**Passage:**
※

Mitigation and Prevention: What to Do Now
For individuals
- Install apps only from trusted, well-controlled app stores where possible
- Avoid sideloading APKs from websites, especially for casual apps like games
- Keep Android devices patched and updated
- Review app permissions and remove games that request excessive access (contacts/SMS/calls)
For organizations (SOC + IT)
- Asset policy
- Restrict installation of unapproved apps on managed Android devices (MDM allowlists)
- Restrict game installs on corporate endpoints where feasible
- Network controls
- Monitor and alert on gaming apps communicating with cloud storage platforms
- Use proxy categories and SSL inspection (where policy allows) to detect suspicious upload behavior
- Endpoint hardening
- Tighten application control and DLL loading controls on Windows endpoints
- Ensure EDR alerts for suspicious DLL replacement, unusual update behaviors, and anti-analysis checks
- Threat hunting
- Hunt for newly installed or unusual gaming applications in sensitive user populations
- Review historical update activity since late 2024 if exposure is suspected
- Incident response readiness
- If compromise is suspected:
- Isolate the device
- Collect forensic triage (process tree, network connections, installed apps)
- Rotate credentials used on the device
- Assess lateral movement risk if the device has enterprise access
- If compromise is suspected:
Common Misconceptions to Avoid
- “It’s just a game, so it can’t be serious.”
Supply chain attacks deliberately target trusted apps to reduce suspicion. - “Cloud traffic is safe traffic.”
Legitimate cloud platforms are often abused to hide command-and-control and data exfiltration. - “If the UI looks normal, it’s clean.”
Many modern backdoors run first, then hand control back to legitimate app workflows.
FAQs
What is a supply chain attack in this context?
An attack where threat actors compromise a legitimate distribution channel (like a game update server or download page) to deliver trojanized software to users.
Why were Android and Windows targeted but not iOS?
iOS distribution controls and review requirements typically make silent repackaging and direct distribution harder compared to web-hosted APKs and Windows installers.
What is BirdCall?
A backdoor used for surveillance and data theft. In this campaign, it appears in both Android and Windows variants, enabling broad collection of personal data and files.
What is RokRAT’s role in this attack?
RokRAT is used as a first-stage backdoor on Windows to establish foothold and deploy BirdCall.
What should SOC teams prioritize first?
Identify affected assets, block unauthorized installs, monitor anomalous cloud uploads from gaming apps, and hunt for suspicious update/DLL behavior on Windows endpoints.
Conclusion
This ScarCruft campaign shows how supply chain attacks are evolving beyond traditional enterprise software: attackers can compromise niche platforms and use them as trusted delivery channels for multiplatform backdoors. By combining trojanized installers, stealthy startup hijacking, and cloud-based exfiltration, the operators created a low-noise espionage pipeline against a targeted user base.
Key takeaway: Treat software distribution infrastructure—especially web-hosted installers and update mechanisms—as part of your attack surface. Monitor unusual cloud traffic from unexpected apps, enforce app controls on managed devices, and assume that “trusted downloads” can be weaponized.

※

**Data shown:**
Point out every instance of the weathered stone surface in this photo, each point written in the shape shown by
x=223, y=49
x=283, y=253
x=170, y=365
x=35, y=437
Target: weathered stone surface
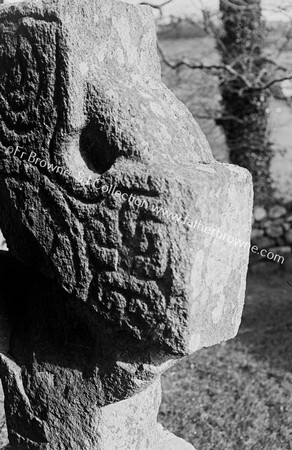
x=118, y=288
x=259, y=213
x=100, y=107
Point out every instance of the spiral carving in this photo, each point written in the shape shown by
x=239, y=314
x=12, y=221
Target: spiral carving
x=28, y=110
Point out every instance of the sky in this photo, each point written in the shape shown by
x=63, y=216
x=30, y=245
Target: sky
x=184, y=8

※

**Exercise brief:** Transcribe the section of the ScarCruft campaign text above that begins with the words "Many modern backdoors" and ends with "in this attack?".

**Output for this task:**
Many modern backdoors run first, then hand control back to legitimate app workflows.
FAQs
What is a supply chain attack in this context?
An attack where threat actors compromise a legitimate distribution channel (like a game update server or download page) to deliver trojanized software to users.
Why were Android and Windows targeted but not iOS?
iOS distribution controls and review requirements typically make silent repackaging and direct distribution harder compared to web-hosted APKs and Windows installers.
What is BirdCall?
A backdoor used for surveillance and data theft. In this campaign, it appears in both Android and Windows variants, enabling broad collection of personal data and files.
What is RokRAT’s role in this attack?